EXERCISE PROMPT
Among the entries that follow, the required portion opens with the line containing "Q: Locate the taillight" and closes with the line containing "Q: Locate the tree shadow". Give that portion again exactly, and nothing else.

DATASET
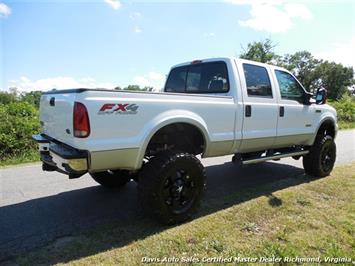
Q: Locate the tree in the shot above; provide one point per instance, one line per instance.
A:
(7, 97)
(259, 51)
(334, 77)
(32, 97)
(302, 65)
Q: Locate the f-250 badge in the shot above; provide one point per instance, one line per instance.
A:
(119, 108)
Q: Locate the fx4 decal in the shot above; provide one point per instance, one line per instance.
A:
(119, 108)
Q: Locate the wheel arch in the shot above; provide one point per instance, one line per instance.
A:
(169, 119)
(327, 125)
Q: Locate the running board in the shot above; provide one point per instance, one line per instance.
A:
(274, 157)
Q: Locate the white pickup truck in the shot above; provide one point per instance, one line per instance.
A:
(211, 107)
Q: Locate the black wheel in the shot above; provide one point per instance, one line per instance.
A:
(171, 187)
(319, 162)
(112, 179)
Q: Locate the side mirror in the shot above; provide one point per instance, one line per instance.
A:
(321, 96)
(307, 98)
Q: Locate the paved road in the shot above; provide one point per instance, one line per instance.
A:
(39, 207)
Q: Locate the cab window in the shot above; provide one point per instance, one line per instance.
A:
(199, 78)
(290, 89)
(257, 81)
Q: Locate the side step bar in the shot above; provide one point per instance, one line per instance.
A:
(274, 157)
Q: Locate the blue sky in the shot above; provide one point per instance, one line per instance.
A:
(63, 44)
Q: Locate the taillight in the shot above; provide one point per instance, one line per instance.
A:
(81, 123)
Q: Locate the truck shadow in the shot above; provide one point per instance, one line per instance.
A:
(113, 218)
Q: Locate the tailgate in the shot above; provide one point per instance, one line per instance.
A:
(56, 116)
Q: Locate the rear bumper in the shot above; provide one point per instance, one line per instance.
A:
(60, 157)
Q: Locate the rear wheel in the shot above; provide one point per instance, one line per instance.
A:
(112, 179)
(171, 187)
(321, 158)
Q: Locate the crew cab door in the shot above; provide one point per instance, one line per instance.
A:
(295, 118)
(260, 107)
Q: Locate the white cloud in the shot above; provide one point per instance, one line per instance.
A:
(152, 79)
(272, 16)
(137, 29)
(209, 34)
(4, 10)
(343, 53)
(135, 15)
(115, 4)
(26, 84)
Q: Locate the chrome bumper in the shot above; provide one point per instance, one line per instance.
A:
(60, 157)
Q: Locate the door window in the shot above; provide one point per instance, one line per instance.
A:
(290, 89)
(257, 81)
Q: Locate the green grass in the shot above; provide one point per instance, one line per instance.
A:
(25, 157)
(295, 216)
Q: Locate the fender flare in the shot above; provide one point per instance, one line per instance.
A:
(170, 118)
(327, 119)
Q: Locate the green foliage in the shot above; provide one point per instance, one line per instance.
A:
(6, 97)
(259, 51)
(302, 65)
(19, 120)
(32, 97)
(334, 77)
(311, 72)
(345, 108)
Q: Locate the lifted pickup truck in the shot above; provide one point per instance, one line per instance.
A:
(211, 107)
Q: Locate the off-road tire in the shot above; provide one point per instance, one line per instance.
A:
(169, 180)
(112, 179)
(319, 162)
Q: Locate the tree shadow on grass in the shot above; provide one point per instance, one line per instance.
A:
(113, 219)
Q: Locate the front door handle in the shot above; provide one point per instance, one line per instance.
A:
(248, 111)
(282, 111)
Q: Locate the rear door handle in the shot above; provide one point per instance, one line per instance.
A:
(282, 111)
(248, 111)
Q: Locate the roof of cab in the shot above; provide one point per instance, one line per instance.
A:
(205, 60)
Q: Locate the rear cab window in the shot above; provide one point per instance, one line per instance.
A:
(290, 88)
(209, 77)
(257, 81)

OUTPUT FOR THIS TASK
Q: Locate the taillight in the shot above; provide one point per instance, one line per instance.
A:
(81, 123)
Q: Locate the truck shadow in the shot above; provide one point per instance, one line per instance.
A:
(113, 218)
Q: Locate the tailgate in the shot above; provide one point per instance, one line per instance.
A:
(56, 116)
Q: Locate the rear bumper in the shot above; provide one point per instance, one line per instance.
A:
(60, 157)
Q: Locate the rear wheel in the shot above; provide one point per instance, one line per instance.
A:
(112, 179)
(171, 187)
(321, 158)
Q: Locate the crew cab door in the shot above; provide one point per instance, one line per instance.
A:
(295, 118)
(260, 107)
Q: Locate the white cloud in the shot above; provide one point per instance, one line per instance.
A:
(152, 79)
(272, 16)
(137, 29)
(209, 34)
(4, 10)
(343, 53)
(135, 15)
(115, 4)
(26, 84)
Q: Locate the chrome bumper in the shot above; provide one point per instance, one line per instance.
A:
(60, 157)
Q: Locate the door window in the shot above; provide one point per instance, one line per instance.
A:
(290, 89)
(257, 81)
Q: Locate the green grass in the shot above; provide one point per instance, one line per instance.
A:
(25, 157)
(295, 216)
Q: Locate the fender flare in the shot above; provide one point per instance, one line per instance.
A:
(170, 118)
(327, 119)
Q: Locate the green foliage in the shot above; provide one point per instance, one line per instance.
A:
(6, 97)
(259, 51)
(302, 65)
(19, 120)
(32, 97)
(334, 77)
(311, 72)
(345, 108)
Q: Locate the lifted pickup truck in the shot above; provide one point per instance, one line per instance.
A:
(211, 107)
Q: Locate the off-road tire in the shot above; provide one point per instance, one line per instance.
A:
(169, 180)
(112, 179)
(319, 162)
Q: Locate the tree shadow on grass in the shot above; provide one point per instance, one line per instance.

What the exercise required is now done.